幸せを遠ざける社会の常識と矛盾
幸せを遠ざける社会の常識と矛盾
植田真司 株式会社ニーズ創造研究所代表取締役 (元大阪成蹊大学経営学部教授)
創刊0号から33回、8年間続きました連載も今回で最終回となりました。今回のテーマは、幸せになりたいのになれない原因はどこにあるのか。私が普段考えている社会の常識と矛盾について考察しました。
有限の地球と無限の経済
地球は有限であり、その資源も限られているにもかかわらず、現代の経済システムは無限の成長を追求し続けている。この二つの概念は、根本的に矛盾している。地球の資源には限りがあるため、無限の経済成長は持続不可能であり、本来は成長の抑制が必要である。

_提示データ_
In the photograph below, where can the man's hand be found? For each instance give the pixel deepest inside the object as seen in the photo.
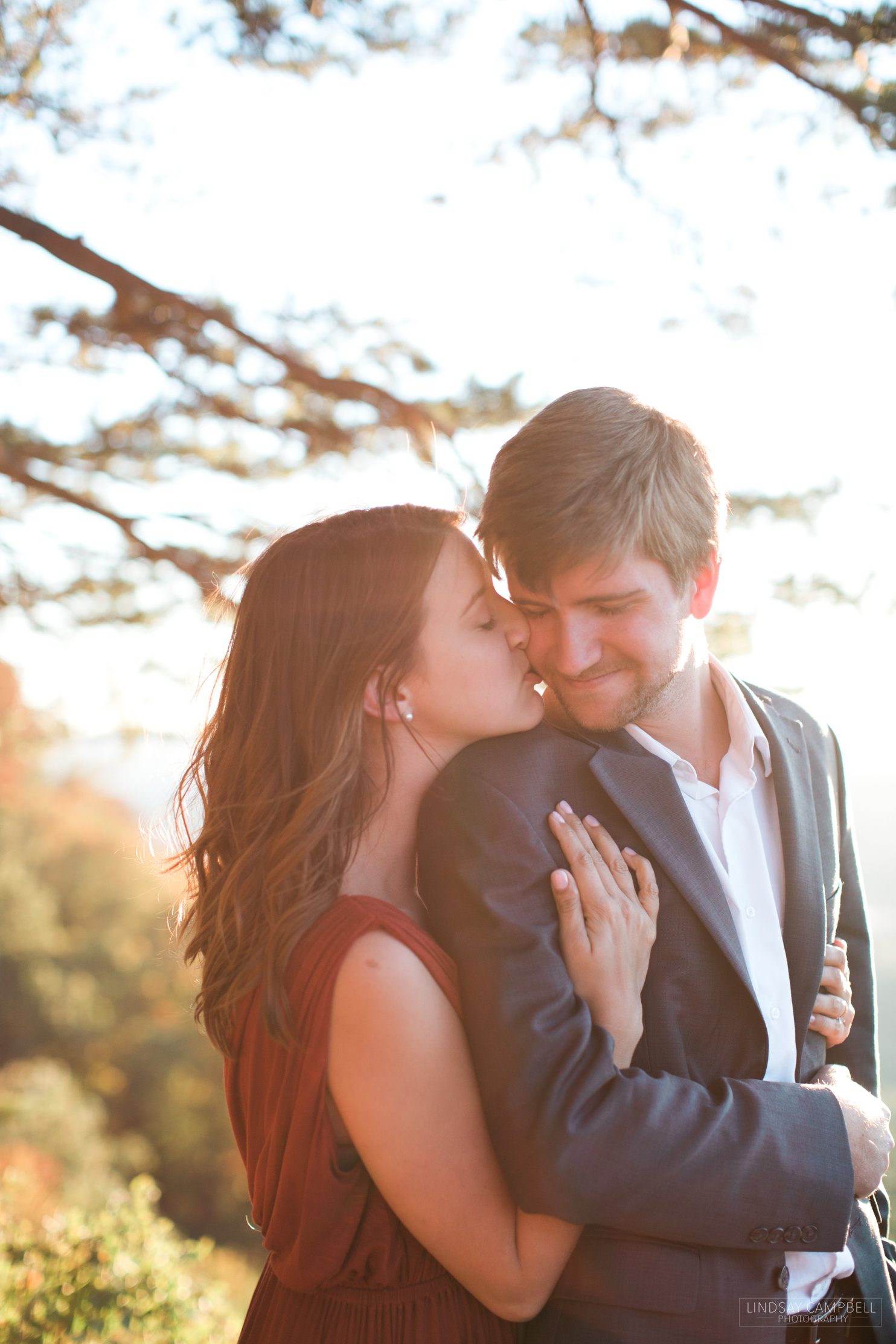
(867, 1121)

_課題 1_
提示文章では、無限の経済成長は持続不可能だとされている。その理由を一〜三文で説明しなさい。
_課題 2_
提示文章のうち、「創刊0号から33回、8年間続」で始まり「来は成長の抑制が必要である。」で終わる部分を、一字一句違えずに書き写しなさい。
提示文章の内容だけをもとに答えること。

_解答例 1_
地球は有限であり、その資源にも限りがあるからである。そのため、無限の成長を追求し続ける現代の経済システムは持続できず、本来は成長の抑制が必要だとされている。

_解答例 2_
創刊0号から33回、8年間続きました連載も今回で最終回となりました。今回のテーマは、幸せになりたいのになれない原因はどこにあるのか。私が普段考えている社会の常識と矛盾について考察しました。
有限の地球と無限の経済
地球は有限であり、その資源も限られているにもかかわらず、現代の経済システムは無限の成長を追求し続けている。この二つの概念は、根本的に矛盾している。地球の資源には限りがあるため、無限の経済成長は持続不可能であり、本来は成長の抑制が必要である。